#### [PAGE EXTRACT]
## START
Black Lives Matter activists said the tepid response from law enforcement officers to mostly white protesters stood in stark contrast to the aggressive tactics they have endured for years.

By John Eligon, Published Jan. 7, 2021, Updated Jan. 8, 2021

https://www.nytimes.com/2021/01/07/us/capitol-trump-mob-black-lives-matter.html?action=click&module=Well&pgtype=Homepage&section=US%20News
Hundreds of activists marched through the streets of Minneapolis the day after November’s election, advocating for an end to police brutality. The group eventually marched onto an Interstate where law enforcement surrounded them and demanded that everyone sit down to be arrested.

Hundreds of activists marched through the streets of Minneapolis the day after November’s election, advocating for an end to police brutality. The group eventually marched onto an Interstate where law enforcement surrounded them and demanded that everyone sit down to be arrested. Credit...Kerem Yucel/Agence France-Presse — Getty Images


While protesting the police killing of a Black teenager in Ferguson, Mo., several years ago, Johnetta Elzie said she was manhandled by officers. She said they pointed rifles at Black women who were pushing toddlers in strollers and cursed at them to turn around.

 

Similar scenes unfolded all summer, as police officers clashed with scores of Black Lives Matter protesters. Many times, officers used batons and chemical agents to disperse crowds.

 

And so what Ms. Elzie saw on television Wednesday afternoon infuriated her: A mob of mostly white Trump supporters stormed past police officers and vandalized the United States Capitol while officers, after initially offering resistance, mostly stood by. Some officers parted barricades, others held doors open and one was seen on video escorting a woman down steps.

 

“What a joke,” Ms. Elzie said. “I mean, they didn’t even pinch the white people. It wasn’t even like a family dispute. In a family dispute, you might at least hit your sister or something like that. This wasn’t even that. It was almost like tear-gas was not readily available.”
## END
#### [REQUIRED ACTIONS]
(A) Summarize the article on police responses to protesters in two sentences.
(B) In the article on police responses to protesters, what does Johnetta Elzie say officers in Ferguson pointed at Black women pushing toddlers in strollers?

#### [STORED RECORDS]
## START
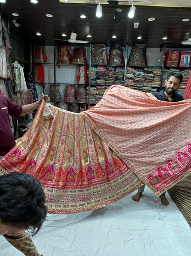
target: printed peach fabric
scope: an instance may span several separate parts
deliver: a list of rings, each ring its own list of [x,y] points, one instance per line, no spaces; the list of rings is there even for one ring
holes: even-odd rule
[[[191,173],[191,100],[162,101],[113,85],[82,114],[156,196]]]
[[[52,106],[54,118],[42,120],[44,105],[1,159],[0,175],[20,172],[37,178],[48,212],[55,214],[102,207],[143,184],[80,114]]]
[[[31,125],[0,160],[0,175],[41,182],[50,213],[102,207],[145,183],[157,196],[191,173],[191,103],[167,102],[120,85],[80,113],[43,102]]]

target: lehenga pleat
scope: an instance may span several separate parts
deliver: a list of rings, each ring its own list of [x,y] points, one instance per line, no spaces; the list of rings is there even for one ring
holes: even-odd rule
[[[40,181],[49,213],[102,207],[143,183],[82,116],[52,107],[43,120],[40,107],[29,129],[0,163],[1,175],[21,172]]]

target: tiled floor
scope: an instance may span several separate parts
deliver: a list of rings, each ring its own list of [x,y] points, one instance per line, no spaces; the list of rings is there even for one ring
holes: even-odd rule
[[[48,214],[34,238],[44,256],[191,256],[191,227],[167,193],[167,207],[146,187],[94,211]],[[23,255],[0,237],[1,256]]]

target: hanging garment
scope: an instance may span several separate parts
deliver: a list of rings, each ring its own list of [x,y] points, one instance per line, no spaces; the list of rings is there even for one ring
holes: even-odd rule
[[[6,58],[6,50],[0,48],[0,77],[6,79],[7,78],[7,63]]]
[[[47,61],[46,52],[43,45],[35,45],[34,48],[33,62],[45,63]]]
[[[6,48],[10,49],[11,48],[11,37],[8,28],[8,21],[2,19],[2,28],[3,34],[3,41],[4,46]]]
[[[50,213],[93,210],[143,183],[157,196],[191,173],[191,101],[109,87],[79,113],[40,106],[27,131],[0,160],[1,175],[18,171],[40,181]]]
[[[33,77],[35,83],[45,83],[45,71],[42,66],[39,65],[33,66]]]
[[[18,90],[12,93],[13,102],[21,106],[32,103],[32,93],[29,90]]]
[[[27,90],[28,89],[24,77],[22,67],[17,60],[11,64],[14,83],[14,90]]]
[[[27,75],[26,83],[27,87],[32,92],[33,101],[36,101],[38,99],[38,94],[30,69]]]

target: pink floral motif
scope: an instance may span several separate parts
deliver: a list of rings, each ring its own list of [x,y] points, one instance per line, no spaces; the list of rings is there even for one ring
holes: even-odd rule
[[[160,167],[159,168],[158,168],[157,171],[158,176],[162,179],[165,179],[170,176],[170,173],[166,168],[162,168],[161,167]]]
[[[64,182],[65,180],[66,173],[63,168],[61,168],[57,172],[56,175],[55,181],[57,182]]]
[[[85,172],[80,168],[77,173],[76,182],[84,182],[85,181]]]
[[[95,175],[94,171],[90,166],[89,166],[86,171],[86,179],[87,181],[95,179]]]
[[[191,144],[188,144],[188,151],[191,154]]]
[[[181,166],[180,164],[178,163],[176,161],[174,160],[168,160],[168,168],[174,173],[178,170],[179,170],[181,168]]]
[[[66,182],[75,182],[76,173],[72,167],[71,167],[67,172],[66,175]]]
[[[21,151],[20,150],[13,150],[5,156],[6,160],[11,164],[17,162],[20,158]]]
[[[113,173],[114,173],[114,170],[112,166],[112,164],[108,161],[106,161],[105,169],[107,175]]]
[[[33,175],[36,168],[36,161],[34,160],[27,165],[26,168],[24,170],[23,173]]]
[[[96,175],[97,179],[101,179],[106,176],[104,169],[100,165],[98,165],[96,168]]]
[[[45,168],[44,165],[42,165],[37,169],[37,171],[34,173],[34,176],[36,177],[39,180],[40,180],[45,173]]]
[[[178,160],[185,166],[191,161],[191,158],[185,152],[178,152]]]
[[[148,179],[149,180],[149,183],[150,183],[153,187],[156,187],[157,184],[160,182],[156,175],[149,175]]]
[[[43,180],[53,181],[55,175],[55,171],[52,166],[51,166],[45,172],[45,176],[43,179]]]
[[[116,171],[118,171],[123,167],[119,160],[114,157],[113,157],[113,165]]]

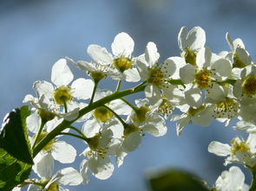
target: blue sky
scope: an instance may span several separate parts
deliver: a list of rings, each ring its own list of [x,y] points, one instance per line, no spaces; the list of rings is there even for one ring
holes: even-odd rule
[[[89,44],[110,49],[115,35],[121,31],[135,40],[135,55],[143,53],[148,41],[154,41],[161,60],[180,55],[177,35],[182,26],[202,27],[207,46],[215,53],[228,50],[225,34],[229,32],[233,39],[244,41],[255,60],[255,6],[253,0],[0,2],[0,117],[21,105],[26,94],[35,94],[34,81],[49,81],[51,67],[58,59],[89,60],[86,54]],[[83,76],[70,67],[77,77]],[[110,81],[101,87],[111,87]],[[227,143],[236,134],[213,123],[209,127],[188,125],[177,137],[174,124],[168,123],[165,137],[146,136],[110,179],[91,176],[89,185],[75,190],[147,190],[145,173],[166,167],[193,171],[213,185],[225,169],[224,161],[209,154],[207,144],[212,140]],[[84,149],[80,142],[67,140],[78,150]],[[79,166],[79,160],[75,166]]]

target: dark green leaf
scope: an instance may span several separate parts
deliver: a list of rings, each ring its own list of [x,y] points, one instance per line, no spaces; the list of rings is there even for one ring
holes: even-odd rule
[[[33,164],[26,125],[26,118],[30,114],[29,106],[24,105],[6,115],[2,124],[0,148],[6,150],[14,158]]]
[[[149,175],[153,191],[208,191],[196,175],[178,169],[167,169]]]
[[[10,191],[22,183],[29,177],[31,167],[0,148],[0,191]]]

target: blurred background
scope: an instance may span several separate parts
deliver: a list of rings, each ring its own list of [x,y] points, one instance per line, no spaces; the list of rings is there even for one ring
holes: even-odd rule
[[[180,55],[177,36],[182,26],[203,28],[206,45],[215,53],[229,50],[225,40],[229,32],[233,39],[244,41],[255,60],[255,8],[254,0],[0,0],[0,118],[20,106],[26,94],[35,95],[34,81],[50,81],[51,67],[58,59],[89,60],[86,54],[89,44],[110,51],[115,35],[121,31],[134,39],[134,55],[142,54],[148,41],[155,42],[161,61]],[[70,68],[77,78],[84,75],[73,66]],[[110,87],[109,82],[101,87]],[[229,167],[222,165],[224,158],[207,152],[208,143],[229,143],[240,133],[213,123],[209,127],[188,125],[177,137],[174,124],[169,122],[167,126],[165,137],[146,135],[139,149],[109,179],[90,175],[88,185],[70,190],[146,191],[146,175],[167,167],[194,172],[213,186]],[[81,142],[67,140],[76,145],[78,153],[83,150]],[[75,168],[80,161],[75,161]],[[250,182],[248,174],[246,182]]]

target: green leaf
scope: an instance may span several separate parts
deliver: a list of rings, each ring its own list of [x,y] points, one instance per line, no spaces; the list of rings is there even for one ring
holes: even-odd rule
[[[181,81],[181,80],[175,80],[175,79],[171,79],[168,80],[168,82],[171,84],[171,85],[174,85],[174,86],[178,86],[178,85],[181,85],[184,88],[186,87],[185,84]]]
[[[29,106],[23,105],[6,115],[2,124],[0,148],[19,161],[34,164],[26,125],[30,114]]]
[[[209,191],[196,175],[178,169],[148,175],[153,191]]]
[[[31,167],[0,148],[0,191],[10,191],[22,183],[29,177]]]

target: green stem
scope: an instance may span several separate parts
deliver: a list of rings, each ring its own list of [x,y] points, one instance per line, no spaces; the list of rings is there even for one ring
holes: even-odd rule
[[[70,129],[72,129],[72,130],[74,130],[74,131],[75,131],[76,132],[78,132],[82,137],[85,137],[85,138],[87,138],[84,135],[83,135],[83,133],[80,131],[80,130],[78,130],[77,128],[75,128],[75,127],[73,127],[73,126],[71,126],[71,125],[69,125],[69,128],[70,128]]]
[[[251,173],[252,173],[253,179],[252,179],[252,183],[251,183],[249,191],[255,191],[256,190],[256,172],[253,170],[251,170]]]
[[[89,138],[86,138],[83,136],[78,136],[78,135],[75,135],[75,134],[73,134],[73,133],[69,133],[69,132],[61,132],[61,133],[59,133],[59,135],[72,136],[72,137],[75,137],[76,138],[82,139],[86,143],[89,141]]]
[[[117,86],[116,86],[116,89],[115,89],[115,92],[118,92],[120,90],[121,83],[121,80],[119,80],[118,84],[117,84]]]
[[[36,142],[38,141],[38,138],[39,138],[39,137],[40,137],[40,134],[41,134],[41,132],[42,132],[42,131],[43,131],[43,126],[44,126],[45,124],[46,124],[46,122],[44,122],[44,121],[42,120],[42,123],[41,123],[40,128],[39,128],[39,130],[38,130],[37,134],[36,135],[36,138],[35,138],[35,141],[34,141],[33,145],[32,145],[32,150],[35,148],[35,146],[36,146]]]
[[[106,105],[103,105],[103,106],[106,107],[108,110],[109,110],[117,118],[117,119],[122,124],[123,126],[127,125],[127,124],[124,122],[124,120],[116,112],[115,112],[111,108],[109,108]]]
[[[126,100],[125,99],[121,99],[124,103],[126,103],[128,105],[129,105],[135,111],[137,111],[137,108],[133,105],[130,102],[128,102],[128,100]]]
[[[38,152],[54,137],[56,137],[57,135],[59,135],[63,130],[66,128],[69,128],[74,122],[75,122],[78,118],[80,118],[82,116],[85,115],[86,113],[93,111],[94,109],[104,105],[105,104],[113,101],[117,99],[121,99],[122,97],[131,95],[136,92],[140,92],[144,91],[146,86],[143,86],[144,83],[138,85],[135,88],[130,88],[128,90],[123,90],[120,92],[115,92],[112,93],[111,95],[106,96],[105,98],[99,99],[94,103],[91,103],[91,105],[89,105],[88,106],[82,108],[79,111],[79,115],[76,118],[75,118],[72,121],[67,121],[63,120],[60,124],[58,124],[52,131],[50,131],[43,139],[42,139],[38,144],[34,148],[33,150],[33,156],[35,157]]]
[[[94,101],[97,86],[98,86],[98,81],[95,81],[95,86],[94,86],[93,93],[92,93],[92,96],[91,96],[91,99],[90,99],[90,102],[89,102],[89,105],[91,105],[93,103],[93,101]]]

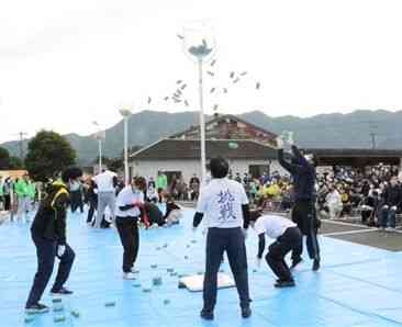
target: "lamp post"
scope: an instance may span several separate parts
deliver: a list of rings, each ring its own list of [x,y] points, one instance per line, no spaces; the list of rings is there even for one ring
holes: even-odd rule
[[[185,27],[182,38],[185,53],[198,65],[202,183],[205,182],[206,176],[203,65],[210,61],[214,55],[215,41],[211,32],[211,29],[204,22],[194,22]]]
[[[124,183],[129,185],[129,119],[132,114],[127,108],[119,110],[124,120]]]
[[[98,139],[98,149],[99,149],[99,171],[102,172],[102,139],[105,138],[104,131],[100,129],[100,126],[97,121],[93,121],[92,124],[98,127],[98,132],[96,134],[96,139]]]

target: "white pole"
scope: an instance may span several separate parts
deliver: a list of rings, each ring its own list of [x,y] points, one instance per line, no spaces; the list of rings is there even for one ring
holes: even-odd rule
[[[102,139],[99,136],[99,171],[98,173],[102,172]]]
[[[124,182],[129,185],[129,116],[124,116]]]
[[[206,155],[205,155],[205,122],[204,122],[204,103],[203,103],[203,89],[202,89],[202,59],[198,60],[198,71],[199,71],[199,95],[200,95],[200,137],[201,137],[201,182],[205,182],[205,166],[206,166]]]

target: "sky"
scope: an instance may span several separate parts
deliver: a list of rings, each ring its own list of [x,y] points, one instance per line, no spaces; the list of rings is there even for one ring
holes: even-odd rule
## END
## START
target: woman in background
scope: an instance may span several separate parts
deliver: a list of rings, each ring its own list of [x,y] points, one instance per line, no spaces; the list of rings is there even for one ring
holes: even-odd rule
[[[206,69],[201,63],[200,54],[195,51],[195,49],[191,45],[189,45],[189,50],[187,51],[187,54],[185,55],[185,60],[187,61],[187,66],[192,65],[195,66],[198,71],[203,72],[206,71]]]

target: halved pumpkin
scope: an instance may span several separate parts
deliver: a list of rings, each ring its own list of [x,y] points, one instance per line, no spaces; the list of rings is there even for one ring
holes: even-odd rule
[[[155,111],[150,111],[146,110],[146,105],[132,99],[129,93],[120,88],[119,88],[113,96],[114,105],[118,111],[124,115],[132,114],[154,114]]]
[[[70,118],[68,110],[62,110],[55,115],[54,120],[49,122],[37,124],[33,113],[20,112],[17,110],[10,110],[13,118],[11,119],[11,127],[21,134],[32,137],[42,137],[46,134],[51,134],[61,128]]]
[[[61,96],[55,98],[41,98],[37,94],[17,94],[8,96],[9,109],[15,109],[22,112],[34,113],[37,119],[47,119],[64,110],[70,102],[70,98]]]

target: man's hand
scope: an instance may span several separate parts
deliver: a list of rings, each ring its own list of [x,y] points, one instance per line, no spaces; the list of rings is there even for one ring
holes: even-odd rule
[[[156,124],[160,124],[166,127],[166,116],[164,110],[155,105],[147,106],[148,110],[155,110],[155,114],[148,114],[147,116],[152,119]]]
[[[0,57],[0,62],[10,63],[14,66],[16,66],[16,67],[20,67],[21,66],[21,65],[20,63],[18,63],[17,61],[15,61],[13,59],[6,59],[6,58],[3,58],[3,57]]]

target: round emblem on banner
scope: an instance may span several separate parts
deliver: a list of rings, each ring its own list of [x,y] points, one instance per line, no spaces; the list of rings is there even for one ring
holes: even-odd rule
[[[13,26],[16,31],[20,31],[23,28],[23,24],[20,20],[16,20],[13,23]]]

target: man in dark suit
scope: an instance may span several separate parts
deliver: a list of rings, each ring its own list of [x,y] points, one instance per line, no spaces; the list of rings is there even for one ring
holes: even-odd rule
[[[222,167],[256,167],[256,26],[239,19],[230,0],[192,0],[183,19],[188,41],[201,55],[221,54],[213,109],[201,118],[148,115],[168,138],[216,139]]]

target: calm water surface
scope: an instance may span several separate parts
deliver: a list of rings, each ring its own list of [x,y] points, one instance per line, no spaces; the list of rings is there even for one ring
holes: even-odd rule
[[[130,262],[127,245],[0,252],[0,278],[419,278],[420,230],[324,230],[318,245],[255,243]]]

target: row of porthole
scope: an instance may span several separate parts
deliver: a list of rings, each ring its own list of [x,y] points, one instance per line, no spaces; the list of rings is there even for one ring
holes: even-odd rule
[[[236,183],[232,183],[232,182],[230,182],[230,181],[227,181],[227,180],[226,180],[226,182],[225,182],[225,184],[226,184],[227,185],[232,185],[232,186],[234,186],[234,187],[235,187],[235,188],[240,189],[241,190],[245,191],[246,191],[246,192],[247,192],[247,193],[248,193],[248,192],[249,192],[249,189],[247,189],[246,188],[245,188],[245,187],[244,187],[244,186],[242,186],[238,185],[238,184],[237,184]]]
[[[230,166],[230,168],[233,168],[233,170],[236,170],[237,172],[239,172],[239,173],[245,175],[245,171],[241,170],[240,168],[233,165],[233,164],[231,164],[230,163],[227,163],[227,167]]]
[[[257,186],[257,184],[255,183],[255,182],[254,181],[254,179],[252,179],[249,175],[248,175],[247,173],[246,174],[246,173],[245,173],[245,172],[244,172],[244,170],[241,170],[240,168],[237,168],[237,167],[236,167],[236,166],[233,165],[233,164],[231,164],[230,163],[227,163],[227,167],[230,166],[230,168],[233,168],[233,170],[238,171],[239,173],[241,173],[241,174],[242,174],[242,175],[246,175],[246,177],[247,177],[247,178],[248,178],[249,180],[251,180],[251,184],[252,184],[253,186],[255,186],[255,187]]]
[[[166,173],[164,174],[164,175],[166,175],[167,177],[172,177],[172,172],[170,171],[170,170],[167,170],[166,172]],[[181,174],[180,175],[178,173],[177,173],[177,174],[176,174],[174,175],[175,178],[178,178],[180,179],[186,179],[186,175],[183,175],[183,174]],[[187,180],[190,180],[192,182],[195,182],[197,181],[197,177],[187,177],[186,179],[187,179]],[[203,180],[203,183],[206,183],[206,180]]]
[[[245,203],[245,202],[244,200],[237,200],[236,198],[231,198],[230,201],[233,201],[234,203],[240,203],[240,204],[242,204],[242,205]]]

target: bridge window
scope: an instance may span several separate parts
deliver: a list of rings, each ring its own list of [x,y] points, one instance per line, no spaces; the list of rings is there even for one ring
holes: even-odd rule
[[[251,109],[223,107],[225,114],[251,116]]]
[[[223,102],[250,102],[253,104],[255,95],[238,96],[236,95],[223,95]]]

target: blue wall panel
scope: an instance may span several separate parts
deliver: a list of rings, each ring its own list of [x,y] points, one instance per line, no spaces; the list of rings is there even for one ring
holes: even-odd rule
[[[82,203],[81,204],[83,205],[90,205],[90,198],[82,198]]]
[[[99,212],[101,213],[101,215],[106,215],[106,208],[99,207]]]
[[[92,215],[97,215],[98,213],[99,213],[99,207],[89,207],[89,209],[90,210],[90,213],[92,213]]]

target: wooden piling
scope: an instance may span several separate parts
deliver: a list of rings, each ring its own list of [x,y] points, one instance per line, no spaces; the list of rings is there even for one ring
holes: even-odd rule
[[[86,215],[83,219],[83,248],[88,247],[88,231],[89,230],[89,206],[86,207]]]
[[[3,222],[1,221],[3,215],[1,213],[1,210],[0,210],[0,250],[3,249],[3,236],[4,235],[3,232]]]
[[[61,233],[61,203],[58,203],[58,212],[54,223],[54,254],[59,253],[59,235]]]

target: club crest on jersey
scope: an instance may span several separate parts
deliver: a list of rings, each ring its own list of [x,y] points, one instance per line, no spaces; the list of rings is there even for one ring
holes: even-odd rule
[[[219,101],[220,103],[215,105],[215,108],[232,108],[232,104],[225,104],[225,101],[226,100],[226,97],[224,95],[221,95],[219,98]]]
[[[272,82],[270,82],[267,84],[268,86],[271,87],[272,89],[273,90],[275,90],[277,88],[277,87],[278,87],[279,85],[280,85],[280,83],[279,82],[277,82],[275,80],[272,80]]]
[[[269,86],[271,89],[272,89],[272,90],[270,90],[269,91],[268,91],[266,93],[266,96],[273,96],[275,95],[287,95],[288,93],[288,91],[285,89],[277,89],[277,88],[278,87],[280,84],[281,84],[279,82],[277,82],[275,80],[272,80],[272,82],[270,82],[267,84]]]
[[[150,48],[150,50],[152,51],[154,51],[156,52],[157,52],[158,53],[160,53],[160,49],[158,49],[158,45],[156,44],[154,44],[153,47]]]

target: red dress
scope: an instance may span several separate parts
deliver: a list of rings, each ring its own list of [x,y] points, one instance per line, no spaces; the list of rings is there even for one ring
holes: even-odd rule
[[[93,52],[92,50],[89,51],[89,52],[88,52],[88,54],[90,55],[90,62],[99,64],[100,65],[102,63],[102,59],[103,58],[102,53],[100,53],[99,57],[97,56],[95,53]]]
## END
## START
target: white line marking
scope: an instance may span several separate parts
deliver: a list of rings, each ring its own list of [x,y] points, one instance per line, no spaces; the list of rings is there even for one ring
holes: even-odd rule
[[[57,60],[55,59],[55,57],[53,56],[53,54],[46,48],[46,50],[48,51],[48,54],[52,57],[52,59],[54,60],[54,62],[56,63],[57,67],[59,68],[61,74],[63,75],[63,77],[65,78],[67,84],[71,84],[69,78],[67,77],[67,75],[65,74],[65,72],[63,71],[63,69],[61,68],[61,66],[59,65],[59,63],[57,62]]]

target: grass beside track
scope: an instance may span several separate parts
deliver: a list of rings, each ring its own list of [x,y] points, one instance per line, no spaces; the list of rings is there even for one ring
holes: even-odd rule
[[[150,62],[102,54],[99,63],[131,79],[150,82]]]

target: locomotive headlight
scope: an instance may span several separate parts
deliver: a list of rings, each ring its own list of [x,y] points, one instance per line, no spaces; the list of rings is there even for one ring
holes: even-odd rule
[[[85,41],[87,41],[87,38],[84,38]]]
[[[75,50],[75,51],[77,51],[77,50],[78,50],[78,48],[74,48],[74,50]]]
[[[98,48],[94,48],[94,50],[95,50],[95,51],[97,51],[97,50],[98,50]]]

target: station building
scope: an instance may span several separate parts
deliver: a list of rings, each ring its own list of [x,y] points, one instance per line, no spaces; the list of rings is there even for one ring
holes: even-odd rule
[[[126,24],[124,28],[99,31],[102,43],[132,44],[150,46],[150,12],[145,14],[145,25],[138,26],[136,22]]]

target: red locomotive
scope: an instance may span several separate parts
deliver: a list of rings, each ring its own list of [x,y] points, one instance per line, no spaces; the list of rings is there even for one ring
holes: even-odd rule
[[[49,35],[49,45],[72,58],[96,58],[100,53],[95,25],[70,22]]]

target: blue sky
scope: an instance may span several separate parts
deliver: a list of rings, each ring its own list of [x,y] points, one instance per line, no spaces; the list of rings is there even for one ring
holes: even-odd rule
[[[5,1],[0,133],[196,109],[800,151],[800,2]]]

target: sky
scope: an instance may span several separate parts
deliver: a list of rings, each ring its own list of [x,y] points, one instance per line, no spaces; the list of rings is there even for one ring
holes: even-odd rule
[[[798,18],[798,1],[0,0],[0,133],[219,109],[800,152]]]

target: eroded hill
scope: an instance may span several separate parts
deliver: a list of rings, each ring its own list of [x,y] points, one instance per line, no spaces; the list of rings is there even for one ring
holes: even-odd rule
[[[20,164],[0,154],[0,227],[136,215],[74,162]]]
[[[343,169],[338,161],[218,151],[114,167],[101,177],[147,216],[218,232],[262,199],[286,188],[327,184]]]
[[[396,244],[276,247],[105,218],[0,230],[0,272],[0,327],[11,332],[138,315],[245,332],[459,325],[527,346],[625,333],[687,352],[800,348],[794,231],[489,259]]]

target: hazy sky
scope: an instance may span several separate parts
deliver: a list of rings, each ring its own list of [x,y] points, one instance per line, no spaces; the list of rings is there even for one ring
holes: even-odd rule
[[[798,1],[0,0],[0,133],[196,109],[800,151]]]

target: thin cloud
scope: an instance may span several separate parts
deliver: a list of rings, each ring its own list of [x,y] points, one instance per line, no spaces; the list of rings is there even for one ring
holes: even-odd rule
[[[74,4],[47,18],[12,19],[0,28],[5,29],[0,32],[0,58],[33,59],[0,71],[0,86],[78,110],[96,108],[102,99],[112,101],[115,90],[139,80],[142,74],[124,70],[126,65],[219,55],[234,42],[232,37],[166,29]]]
## END
#### [REPLIES]
(A) Black Lives Matter activists said law enforcement's tepid response to the mostly white mob that stormed the United States Capitol contrasted sharply with the aggressive tactics, including batons and chemical agents, used against their own protests for years. Johnetta Elzie, who said officers manhandled her during protests in Ferguson, Mo., was infuriated to see officers mostly stand by at the Capitol, with some parting barricades and others holding doors open.

(B) Rifles.